* _Work to be completed_
Begin with the line holding "glasses as (x, y), one per line" and end with the last line of the records below. Set down exactly those lines and leave out every picture.

☆ ☆ ☆ ☆

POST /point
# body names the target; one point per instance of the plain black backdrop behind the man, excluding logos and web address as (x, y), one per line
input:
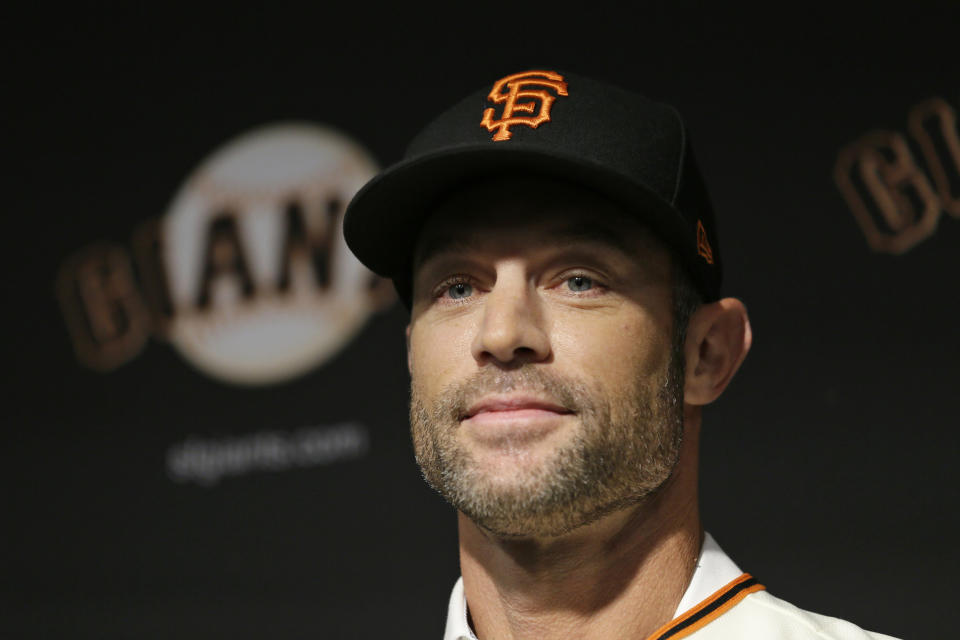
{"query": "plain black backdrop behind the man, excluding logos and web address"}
(828, 467)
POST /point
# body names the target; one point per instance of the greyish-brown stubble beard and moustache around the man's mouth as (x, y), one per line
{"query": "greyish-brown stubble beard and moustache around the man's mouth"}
(623, 450)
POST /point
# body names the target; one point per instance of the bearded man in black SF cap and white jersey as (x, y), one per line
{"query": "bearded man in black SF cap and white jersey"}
(556, 247)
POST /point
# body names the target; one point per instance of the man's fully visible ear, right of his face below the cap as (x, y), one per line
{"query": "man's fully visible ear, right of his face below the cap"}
(718, 339)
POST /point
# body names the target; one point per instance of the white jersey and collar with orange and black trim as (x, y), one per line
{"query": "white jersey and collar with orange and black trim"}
(721, 603)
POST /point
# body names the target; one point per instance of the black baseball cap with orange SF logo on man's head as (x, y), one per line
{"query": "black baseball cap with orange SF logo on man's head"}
(553, 124)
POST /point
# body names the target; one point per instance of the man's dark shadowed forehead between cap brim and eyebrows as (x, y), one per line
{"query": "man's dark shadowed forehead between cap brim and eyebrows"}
(514, 213)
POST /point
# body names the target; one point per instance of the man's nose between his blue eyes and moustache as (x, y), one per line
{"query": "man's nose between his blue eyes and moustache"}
(512, 327)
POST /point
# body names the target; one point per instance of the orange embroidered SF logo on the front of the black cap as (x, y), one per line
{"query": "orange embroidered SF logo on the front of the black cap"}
(509, 90)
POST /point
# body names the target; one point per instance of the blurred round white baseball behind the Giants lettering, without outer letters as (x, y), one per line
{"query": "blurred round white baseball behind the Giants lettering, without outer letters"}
(261, 283)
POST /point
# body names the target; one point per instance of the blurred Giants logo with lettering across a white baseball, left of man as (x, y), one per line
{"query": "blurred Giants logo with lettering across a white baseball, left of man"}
(246, 274)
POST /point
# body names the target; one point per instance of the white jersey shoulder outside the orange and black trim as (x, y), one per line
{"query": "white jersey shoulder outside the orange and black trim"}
(763, 616)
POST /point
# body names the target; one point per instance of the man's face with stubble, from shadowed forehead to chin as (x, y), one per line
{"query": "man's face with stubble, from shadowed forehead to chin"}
(545, 389)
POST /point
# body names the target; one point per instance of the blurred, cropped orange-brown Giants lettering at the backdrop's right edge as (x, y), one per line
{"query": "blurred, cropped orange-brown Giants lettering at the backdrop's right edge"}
(897, 200)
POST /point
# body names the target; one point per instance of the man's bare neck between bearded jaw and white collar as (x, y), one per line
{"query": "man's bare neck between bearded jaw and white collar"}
(622, 576)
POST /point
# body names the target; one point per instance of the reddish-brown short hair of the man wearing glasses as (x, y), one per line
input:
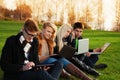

☆ ☆ ☆ ☆

* _Answer to the problem_
# body names the target; one point per instance of the reddish-brown short hair of the man wearing glasses as (x, y), one per line
input:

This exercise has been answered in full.